What is needed ::
Every entry must be transcribed without alteration.

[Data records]
*** Block opens ***
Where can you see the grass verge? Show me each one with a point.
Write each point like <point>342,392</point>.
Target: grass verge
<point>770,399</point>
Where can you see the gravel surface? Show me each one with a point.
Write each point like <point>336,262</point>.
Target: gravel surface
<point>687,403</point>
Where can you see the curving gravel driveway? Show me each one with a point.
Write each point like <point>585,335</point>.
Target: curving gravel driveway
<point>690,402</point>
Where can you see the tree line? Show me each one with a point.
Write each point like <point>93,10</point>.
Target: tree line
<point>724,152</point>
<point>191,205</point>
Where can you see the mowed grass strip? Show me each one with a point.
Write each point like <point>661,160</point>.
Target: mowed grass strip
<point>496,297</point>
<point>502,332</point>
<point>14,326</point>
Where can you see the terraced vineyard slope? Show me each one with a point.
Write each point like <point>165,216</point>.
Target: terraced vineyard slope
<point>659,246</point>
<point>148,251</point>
*** Block closes ***
Solution to this problem ::
Where can you see the grass verge? Show me each one with a point.
Write each point like <point>342,392</point>.
Target: grass verge
<point>770,399</point>
Where can you see the gravel surface? Show me each one with a point.
Write each point like <point>336,262</point>.
Target: gravel surface
<point>687,403</point>
Where can you see the curving gravel driveway? Show me each one with a point.
Write each point like <point>585,335</point>.
Target: curving gravel driveway
<point>690,402</point>
Where can you see the tree line? Show me each one with a point.
Write each point like <point>93,10</point>.
Target: tree line
<point>724,152</point>
<point>191,205</point>
Where can you see the mowed grass strip? Show me each one with a point.
Write each point like <point>661,160</point>.
Target: mowed grass strip
<point>496,297</point>
<point>502,332</point>
<point>14,326</point>
Where can you see the terraced vineyard slope? Show me each one with a point.
Write each point like <point>165,216</point>.
Target: terraced vineyard slope
<point>659,246</point>
<point>148,251</point>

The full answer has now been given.